**Problem details**
Write out the items below word for word, leaving out the pictures.

[Excerpts of location labeling data]

## Start

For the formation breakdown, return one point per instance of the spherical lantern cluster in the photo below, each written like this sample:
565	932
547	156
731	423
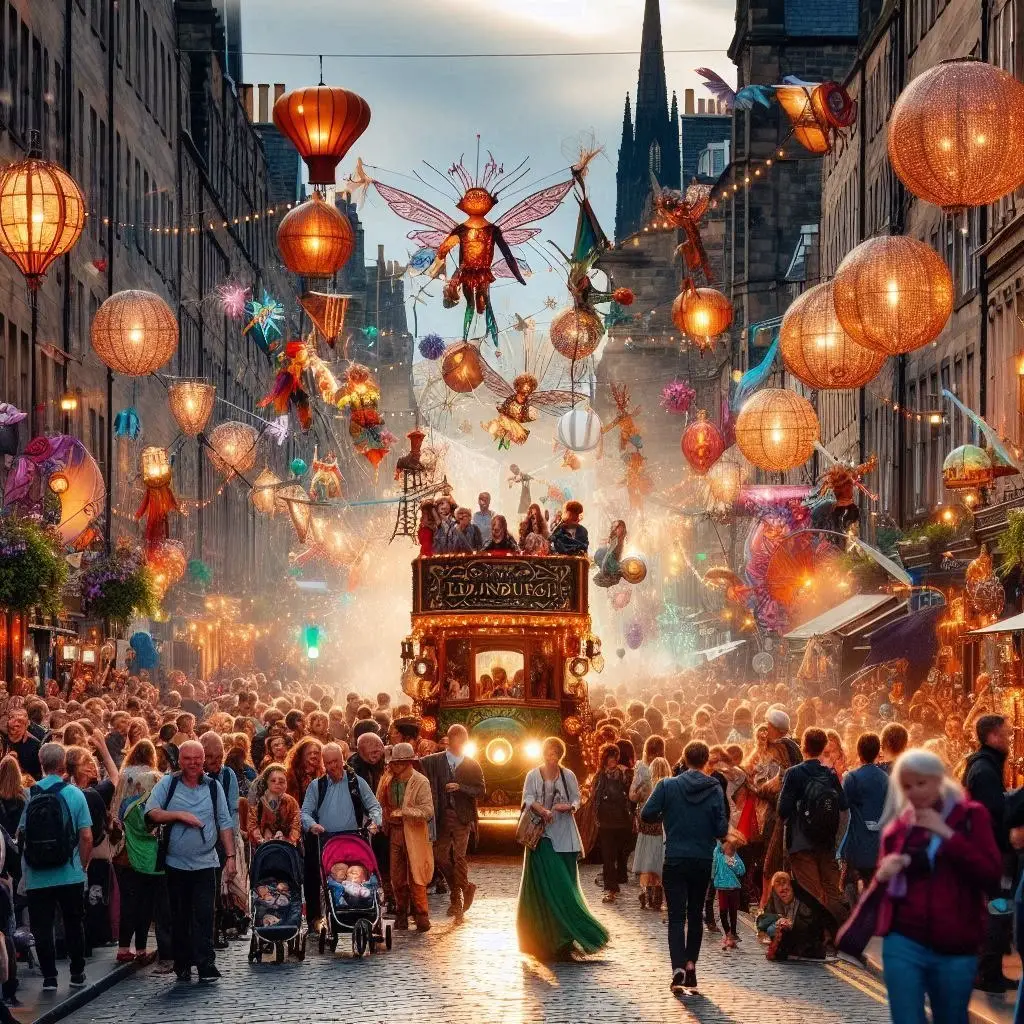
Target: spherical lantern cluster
190	402
461	368
576	333
817	350
322	122
315	239
893	294
42	212
580	429
776	430
232	446
702	443
954	134
134	333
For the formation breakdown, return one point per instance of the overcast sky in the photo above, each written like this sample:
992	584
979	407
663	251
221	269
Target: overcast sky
431	108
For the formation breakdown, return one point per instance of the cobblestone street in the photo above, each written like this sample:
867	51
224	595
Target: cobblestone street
475	973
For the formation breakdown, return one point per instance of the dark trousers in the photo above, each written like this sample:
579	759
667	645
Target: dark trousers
193	896
138	896
685	883
614	852
42	907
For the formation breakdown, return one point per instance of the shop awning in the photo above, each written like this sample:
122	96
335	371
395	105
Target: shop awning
712	653
1015	624
840	617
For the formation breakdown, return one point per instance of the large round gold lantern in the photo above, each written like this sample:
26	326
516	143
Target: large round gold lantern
461	368
134	333
315	239
776	430
42	212
954	134
190	402
893	294
816	349
576	333
322	122
264	493
232	446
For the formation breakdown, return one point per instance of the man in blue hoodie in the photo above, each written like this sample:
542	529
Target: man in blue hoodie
692	810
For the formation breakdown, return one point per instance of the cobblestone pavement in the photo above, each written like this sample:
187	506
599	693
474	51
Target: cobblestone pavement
475	973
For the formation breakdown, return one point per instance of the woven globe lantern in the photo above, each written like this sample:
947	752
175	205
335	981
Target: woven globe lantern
315	239
42	212
816	349
893	294
232	446
322	122
134	333
190	402
701	313
776	430
702	443
576	333
954	134
461	368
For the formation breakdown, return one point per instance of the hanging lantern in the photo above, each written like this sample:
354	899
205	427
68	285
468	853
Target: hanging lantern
580	429
322	122
264	493
42	212
816	349
701	313
893	294
232	446
967	466
134	333
315	239
461	368
776	430
190	402
954	134
702	443
576	333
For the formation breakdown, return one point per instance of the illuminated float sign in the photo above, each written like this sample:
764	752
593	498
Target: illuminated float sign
519	585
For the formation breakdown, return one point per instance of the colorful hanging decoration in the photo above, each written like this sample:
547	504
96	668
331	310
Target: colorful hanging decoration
159	500
702	443
476	237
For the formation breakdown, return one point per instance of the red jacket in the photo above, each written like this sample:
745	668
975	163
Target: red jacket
945	905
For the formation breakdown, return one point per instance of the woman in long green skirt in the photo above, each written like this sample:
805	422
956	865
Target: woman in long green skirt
552	918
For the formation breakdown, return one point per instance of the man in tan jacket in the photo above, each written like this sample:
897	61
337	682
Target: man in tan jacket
406	800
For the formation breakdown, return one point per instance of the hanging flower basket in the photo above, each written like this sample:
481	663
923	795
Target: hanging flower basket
33	570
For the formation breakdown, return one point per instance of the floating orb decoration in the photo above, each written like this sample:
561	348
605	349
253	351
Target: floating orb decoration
461	368
232	446
776	429
954	134
190	402
702	443
315	239
967	466
893	294
580	429
323	123
134	333
42	212
576	333
818	351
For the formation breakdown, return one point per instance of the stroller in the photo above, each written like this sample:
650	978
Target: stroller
351	903
275	901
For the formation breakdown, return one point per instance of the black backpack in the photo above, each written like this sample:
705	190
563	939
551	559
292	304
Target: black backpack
819	811
49	833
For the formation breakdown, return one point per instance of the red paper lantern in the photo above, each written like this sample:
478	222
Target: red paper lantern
702	443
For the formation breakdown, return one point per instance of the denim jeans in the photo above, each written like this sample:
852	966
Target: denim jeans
912	971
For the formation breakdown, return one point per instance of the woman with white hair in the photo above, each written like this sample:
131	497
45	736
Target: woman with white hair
938	862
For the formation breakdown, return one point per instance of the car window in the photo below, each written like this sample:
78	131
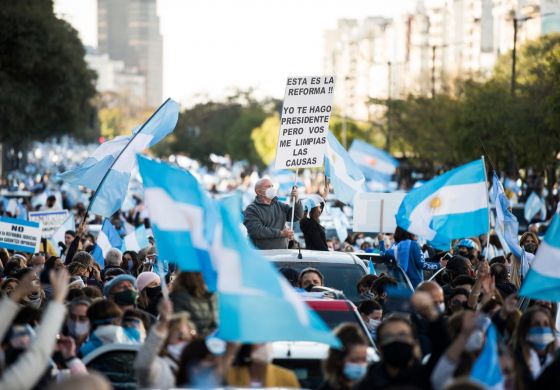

## End

**Task solution**
For the formation breakdown, return one point per instance of the spherical lantern cluster in the photo below, each written like this sample:
565	932
547	156
731	423
Target: spherical lantern cluster
190	402
461	368
576	333
817	350
322	122
315	239
893	294
42	212
580	429
776	430
232	446
702	443
954	134
134	333
For the formation breakdown, return one point per instance of the overcast sky in the photo above, each written like this sample:
992	584
979	407
663	251
221	269
Target: overcast sky
431	108
For the formation breakdown, return one point per instance of the cobblestone street in the photo above, each written like this sample:
867	51
224	595
Target: cobblestone street
475	973
For the formation breakdown, return one point per instance of the dark trousers in the photo above, each written like this sample:
579	759
667	645
Target: dark trousers
193	896
138	896
685	883
614	852
42	907
For the formation breakdown, return one point per instance of the shop awning in the photo above, each written like this sample:
122	96
335	371
395	105
Target: shop awning
712	653
1015	624
840	617
For the formation breakdown, return one point per instance of the large round gold lantern in the photo above, each written like this sample:
26	326
516	143
Target: large round gold lantern
461	368
134	333
315	239
776	430
42	212
954	134
190	402
893	294
816	349
576	333
322	122
264	493
232	446
For the formation breakdown, return one point per instance of the man in blue hoodie in the photo above, each written like this sample:
542	529
Target: man in blue hoodie
692	810
For the formation breakdown, return one point per instance of the cobblestone pavement in the photo above, each written like this sample:
187	506
599	693
474	51
Target: cobblestone pavement
475	973
For the formation breakdown, return one point per instance of the woven globe lantern in the photo above, each written like this sample:
947	752
175	205
335	981
Target: woven globe lantern
315	239
42	212
816	349
893	294
232	446
322	122
134	333
190	402
701	313
776	430
702	443
576	333
954	134
461	368
For the formation breakdown, return one point per instance of the hanging lantern in the photo above, each written like this sample:
354	899
205	427
68	285
468	853
Target: hanging lantern
580	429
322	122
264	493
42	212
816	349
701	313
893	294
232	446
967	466
134	333
315	239
461	368
776	430
190	402
954	134
702	443
576	333
For the formation breakdown, return one point per instance of the illuminated float sign in the photo above, each written like this sample:
764	752
593	498
Target: illuminated float sign
519	585
For the formation breakdown, return one point per instance of the colorful hanging decoration in the photo above, each written like this sample:
547	504
96	668
331	310
Target: colorful hanging decoration
159	500
702	443
476	237
For the formation breakdown, return one point per instance of the red jacket in the photo above, each written like this sample:
745	668
975	163
Target: red jacket
945	905
For the formation breakdown, return one point per instance of the woman in long green skirt in the photo above, each written like this sample:
805	422
956	865
Target: woman in long green skirt
552	918
For the formation breakdown, return one point per instance of the man in tan jacket in the photo above, each written like this sample:
897	61
337	682
Target: man in tan jacket
406	800
For the formation breakdown, return one point per instance of the hanging flower basket in the photo above, each written like this sample:
481	663
923	795
Target: hanging flower basket
33	570
For the formation breakdown, return one point per instance of the floating orb decoration in the photo above, each written like this sample:
561	348
605	349
253	351
Target: floating orb decoration
461	368
232	446
776	429
954	134
190	402
702	443
315	239
967	466
893	294
580	429
323	123
134	333
42	212
576	333
818	351
For the formation breakdown, return one point per instance of the stroller in the photo above, each written like this sample:
650	978
Target: stroller
351	903
275	901
For the formation breakdown, return one point per instance of the black backpack in the photo above, each written like this sample:
705	190
563	939
551	559
292	304
Target: black backpack
819	811
49	833
For the formation breakdown, return one point per instance of the red paper lantern in the photo above, each written like this sample:
478	222
Target: red paper lantern
702	443
For the formation breakdown, return one point per instance of the denim jeans in the photo above, each written like this sample:
852	966
Target: denim jeans
912	971
For the formation breakdown, return one point per instance of the woman with white hair in the photo above, each written like this sample:
131	497
45	736
Target: woman with white hair
938	862
For the formation breakdown, return one point per instance of the car window in the photo below, each written like this sample:
78	131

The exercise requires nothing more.